> **Problem statement**: Only one stretch of the listing below is wanted. Begin at the line that has "Target: black shirt panel", stop after the line that has "the black collar", and repeat every line in between exactly.

*** Records for the exercise ***

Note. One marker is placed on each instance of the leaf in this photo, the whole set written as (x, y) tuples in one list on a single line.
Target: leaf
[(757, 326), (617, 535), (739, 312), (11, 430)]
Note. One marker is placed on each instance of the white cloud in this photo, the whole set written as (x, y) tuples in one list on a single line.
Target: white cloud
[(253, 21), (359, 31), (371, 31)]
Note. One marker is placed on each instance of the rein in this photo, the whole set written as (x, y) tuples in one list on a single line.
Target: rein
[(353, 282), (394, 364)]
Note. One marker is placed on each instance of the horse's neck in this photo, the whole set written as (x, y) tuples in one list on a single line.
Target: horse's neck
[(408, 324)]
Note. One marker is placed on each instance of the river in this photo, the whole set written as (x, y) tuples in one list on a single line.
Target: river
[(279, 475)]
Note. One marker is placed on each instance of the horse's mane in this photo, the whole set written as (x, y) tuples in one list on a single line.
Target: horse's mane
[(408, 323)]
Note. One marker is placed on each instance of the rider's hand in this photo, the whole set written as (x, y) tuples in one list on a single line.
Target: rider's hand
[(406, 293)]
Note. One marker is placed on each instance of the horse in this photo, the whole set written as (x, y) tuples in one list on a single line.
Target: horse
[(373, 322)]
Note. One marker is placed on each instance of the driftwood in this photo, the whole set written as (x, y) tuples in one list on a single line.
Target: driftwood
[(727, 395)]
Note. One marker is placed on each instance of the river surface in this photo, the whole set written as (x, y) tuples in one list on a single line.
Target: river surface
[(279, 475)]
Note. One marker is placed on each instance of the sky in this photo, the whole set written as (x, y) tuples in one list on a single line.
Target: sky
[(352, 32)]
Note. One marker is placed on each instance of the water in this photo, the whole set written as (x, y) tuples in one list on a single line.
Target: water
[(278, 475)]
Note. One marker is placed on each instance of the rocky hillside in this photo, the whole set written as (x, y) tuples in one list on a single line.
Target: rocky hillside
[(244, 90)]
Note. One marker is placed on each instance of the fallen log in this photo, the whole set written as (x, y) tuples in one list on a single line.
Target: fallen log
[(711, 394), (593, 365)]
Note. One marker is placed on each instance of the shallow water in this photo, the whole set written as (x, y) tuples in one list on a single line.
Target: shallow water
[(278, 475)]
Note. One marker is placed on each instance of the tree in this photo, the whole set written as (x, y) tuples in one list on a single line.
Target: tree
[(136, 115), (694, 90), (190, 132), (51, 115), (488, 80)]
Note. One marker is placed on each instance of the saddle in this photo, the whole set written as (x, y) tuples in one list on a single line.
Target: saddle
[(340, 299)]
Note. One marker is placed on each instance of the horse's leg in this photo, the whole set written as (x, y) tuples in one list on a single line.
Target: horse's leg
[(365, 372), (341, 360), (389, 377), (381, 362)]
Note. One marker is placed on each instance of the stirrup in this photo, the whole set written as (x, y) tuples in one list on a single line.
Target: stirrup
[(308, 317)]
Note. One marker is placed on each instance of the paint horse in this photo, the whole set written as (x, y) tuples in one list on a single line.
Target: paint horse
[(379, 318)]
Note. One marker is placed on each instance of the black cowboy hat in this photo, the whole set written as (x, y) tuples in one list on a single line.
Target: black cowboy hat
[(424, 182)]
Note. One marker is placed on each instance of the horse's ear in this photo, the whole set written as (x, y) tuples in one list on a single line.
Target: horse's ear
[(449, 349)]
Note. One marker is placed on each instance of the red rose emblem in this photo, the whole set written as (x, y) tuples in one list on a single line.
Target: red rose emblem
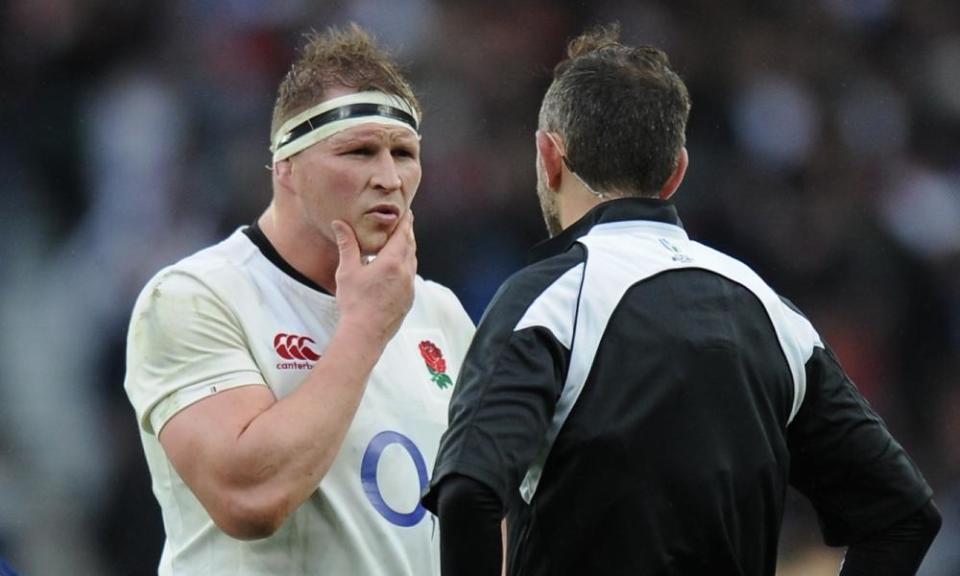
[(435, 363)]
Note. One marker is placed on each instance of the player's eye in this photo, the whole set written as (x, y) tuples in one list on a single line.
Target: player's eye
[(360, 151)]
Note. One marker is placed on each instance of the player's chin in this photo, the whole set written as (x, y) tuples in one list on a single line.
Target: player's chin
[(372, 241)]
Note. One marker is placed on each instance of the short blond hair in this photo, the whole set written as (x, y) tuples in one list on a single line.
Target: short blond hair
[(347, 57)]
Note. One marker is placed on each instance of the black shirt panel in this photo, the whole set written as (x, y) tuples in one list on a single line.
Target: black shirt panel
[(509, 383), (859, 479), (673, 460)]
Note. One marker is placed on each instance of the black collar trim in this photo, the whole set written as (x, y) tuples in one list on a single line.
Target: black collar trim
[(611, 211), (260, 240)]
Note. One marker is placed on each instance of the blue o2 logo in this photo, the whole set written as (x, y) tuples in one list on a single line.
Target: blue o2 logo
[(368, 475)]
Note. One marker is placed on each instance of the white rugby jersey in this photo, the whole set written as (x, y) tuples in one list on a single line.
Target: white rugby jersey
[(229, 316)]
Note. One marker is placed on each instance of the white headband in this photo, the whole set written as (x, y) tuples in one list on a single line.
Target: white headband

*** End of Records for the exercise ***

> **Solution to this problem**:
Target: black shirt panel
[(509, 383), (859, 479), (673, 460)]
Note. One marker is placed on each instance of the black collar trim in this photo, the whole set written as (x, y) tuples in one list on a single line.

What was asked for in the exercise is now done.